━━━━━ Provided entries ━━━━━

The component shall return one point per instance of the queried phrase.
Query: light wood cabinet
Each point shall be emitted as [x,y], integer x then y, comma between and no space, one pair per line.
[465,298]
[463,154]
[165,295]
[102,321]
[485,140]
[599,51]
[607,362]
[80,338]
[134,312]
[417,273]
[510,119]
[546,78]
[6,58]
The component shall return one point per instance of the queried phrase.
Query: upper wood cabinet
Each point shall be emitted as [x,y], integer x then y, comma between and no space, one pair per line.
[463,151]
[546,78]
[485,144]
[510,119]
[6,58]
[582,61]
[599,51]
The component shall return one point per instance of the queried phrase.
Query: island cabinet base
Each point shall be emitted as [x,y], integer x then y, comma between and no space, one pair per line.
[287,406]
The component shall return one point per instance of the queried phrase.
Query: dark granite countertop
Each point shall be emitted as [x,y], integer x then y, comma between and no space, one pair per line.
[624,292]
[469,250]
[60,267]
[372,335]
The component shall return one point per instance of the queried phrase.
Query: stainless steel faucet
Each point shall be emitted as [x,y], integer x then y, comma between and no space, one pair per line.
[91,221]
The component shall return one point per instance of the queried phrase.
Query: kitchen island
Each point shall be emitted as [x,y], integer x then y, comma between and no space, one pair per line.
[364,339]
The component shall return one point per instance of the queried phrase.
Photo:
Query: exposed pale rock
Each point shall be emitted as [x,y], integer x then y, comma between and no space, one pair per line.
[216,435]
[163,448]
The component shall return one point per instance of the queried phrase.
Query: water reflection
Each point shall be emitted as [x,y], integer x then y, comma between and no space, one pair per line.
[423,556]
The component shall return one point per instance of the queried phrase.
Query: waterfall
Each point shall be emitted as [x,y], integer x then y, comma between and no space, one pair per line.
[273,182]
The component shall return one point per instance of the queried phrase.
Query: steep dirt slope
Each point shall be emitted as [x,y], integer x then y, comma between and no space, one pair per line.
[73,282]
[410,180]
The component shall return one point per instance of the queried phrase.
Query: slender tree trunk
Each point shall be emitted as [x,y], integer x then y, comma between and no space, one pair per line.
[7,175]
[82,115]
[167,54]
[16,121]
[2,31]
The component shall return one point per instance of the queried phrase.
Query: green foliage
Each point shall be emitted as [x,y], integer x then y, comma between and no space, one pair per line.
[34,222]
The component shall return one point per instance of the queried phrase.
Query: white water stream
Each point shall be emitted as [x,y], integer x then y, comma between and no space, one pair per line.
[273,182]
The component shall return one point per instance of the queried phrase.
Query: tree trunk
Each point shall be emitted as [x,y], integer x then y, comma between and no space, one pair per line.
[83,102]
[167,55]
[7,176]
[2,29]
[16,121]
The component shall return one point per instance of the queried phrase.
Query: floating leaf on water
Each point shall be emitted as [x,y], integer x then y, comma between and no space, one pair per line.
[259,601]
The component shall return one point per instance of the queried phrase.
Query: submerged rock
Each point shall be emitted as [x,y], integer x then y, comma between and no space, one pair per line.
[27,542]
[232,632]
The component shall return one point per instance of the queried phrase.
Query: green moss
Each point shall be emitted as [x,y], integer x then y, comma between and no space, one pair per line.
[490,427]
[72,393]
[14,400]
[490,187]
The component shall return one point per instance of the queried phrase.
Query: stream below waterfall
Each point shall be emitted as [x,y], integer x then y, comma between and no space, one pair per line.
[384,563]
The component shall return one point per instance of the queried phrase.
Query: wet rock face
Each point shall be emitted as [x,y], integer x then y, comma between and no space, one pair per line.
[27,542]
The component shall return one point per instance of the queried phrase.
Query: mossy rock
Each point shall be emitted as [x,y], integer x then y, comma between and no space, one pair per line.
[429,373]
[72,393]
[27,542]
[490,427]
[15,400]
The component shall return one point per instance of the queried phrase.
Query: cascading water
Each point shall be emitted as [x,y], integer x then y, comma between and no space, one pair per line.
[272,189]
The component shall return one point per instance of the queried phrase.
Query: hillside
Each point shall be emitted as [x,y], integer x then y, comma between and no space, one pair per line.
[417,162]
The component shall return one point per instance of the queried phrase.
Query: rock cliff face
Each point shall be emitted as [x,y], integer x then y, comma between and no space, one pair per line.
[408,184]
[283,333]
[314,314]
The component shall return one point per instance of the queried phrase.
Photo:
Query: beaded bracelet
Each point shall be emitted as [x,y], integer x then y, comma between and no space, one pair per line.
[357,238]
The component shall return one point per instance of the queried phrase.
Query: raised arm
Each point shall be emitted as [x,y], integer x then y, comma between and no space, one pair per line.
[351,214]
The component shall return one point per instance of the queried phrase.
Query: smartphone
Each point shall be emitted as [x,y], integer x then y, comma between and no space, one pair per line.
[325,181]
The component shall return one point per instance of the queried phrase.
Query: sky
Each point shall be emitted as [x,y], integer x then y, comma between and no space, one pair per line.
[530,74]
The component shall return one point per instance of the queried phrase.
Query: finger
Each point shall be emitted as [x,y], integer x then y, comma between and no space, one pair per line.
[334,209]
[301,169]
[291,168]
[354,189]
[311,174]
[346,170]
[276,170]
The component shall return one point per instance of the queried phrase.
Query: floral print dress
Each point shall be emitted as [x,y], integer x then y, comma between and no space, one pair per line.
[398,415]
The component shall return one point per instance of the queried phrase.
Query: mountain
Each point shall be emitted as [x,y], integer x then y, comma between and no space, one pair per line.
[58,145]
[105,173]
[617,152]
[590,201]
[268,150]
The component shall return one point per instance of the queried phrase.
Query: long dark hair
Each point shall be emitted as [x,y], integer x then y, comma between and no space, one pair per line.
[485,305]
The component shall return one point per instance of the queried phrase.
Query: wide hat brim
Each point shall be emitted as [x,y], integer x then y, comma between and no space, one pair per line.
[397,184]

━━━━━

▶ [What you should do]:
Repeat the data exactly. Leave nothing out.

▶ [Output below]:
The component shall return one point per instance of the queried phrase.
Query: light wood cabinet
Each point shall be emitted as [x,y], integer x then y, comma between and no space, one pair per line.
[465,298]
[463,154]
[165,295]
[102,321]
[485,140]
[599,51]
[607,362]
[80,338]
[134,312]
[417,273]
[510,119]
[546,78]
[6,58]
The component shall return one point per instance of the queried phrase.
Query: upper wood cabinet
Each point shall be emitted as [x,y], integer x then y, comma between and no space, one pair per line.
[463,151]
[546,78]
[485,144]
[510,119]
[6,58]
[582,61]
[599,51]
The component shall return one point per instance of the queried phrase.
Query: island cabinet base
Each point shall be emitted as [x,y], integer x then y, comma between and no space, one pair per line.
[287,406]
The component shall return one point per instance of the queried phrase.
Query: dark granite countertop
Each point shall be emitted as [x,y], integer x then y, comma between and no space, one pair per line.
[624,292]
[469,250]
[60,267]
[372,335]
The component shall return one point per instance of the queried phrase.
Query: stainless steel faucet
Each point shall be emitted as [x,y], integer x then y, comma between and no space, one pair per line.
[91,221]
The component shall return one point per instance of the queried phrase.
Query: kitchen island
Each point shall be emitted as [x,y], integer x then y, comma between and no space, one pair per line.
[364,339]
The component shall return one point per instance of the queried phrase.
Photo:
Query: exposed pale rock
Each point shall be emitted as [x,y], integer x then y, comma between and no space, one pair per line.
[216,435]
[163,448]
The component shall return one point per instance of the queried phrase.
Query: water reflection
Each point shall be emitted as [x,y], integer x then y, comma between and no space, one pair per line.
[423,556]
The component shall return one point per instance of the queried phrase.
Query: waterfall
Each point shall be emitted as [x,y], integer x then y, comma between and no space, one pair per line.
[273,182]
The component shall return one point per instance of the queried phrase.
Query: steep dirt slope
Each point shall be emitted as [x,y], integer x then y, comma between and no space, one pair per line.
[73,282]
[410,180]
The component shall return one point per instance of the queried phrase.
Query: slender tree trunk
Each point shall be emitted as [x,y], integer x then y, comma between and no space, one pair per line.
[7,175]
[82,115]
[167,54]
[16,121]
[2,31]
The component shall return one point per instance of the queried phrase.
Query: green foliage
Each point shall be emitted as [x,y], integer x then y, comma between and no space, one pair per line.
[34,222]
The component shall return one point per instance of the queried phrase.
Query: white water stream
Each point shall be emitted as [x,y], integer x then y, comma between and no space, one pair per line.
[273,182]
The component shall return one point per instance of the queried phrase.
Query: tree trunk
Each point shall be emitted as [x,y], integer x then y, comma between and no space, one pair per line.
[83,102]
[167,55]
[7,176]
[2,29]
[16,121]
The component shall return one point per instance of the queried phrase.
Query: floating leaf on water
Each point shall be emitted as [x,y], integer x then y, comma between and no space, one pair per line.
[259,601]
The component shall return one point per instance of the queried phrase.
Query: submerged rock
Each point shall be emitted as [x,y], integer x then y, comma between and no space, one pair per line.
[27,542]
[232,632]
The component shall return one point per instance of the queried phrase.
Query: green moss
Each point shall be emitted as [x,y], integer x then y, comma between and no space, one pair per line.
[490,427]
[72,393]
[14,400]
[490,187]
The component shall return one point per instance of the queried phrase.
Query: stream below waterfall
Each point shall be emitted as [x,y], integer x then y, comma between and no space, one pair per line.
[384,563]
The component shall return one point per instance of the queried phrase.
Query: wet rock face
Each point shall be emitted as [x,y], integer x then y, comma between and no space, one pair per line.
[27,542]
The component shall return one point per instance of the queried phrase.
Query: mossy rock
Each point shall be emitted as [x,y], integer x then y, comma between and no space, one pair per line.
[429,373]
[72,393]
[27,542]
[490,427]
[15,400]
The component shall return one point per instance of the queried phrase.
Query: cascading water
Each point shall be emitted as [x,y], integer x then y, comma between and no space, one pair per line.
[272,189]
The component shall return one point per instance of the queried phrase.
Query: hillside
Each point shall be emitted as [x,y], integer x then y, comma between and no space, one pair per line.
[417,162]
The component shall return one point per instance of the queried phrase.
Query: rock cliff face
Each point shall be emitted as [x,y], integer x then y, comma between and no space, one pair per line.
[408,184]
[283,333]
[314,314]
The component shall return one point per instance of the queried phrase.
Photo:
Query: beaded bracelet
Each point shall be emitted as [x,y], integer x then y, comma between and no space, one pair per line.
[357,238]
The component shall return one point per instance of the queried phrase.
Query: raised arm
Each point shall be emitted as [x,y], integer x then y, comma between and no space, one pair per line.
[351,214]
The component shall return one point per instance of the queried phrase.
Query: smartphone
Each point shall be emitted as [x,y], integer x then y, comma between and no space, one pair per line.
[325,181]
The component shall return one point per instance of the queried phrase.
Query: sky
Each point shall be emitted as [x,y], integer x then y, comma between and no space, one pair per line.
[530,74]
The component shall return one point per instance of the queried phrase.
Query: finger
Each point shall be emitted as [x,y], integer x then y, comma between and no space, one pair per line.
[334,209]
[301,169]
[291,168]
[354,189]
[311,174]
[346,170]
[276,170]
The component shall return one point per instance of the queried phrase.
Query: floral print dress
Each point shall be emitted as [x,y], integer x then y, comma between and no space, one pair per line.
[398,415]
The component shall return one point per instance of the queried phrase.
Query: mountain
Each point shall be emitted as [x,y], integer x then y, comma between and no space, one pair per line.
[58,145]
[105,173]
[617,152]
[590,201]
[268,150]
The component shall return one point per instance of the queried phrase.
Query: long dark hair
Each point shall be emitted as [x,y], integer x then y, comma between and no space, one pair per line.
[485,305]
The component shall return one point per instance of the queried phrase.
Query: wide hat brim
Each point shall be emitted as [x,y], integer x then y, comma between and no space, one pair per line.
[397,184]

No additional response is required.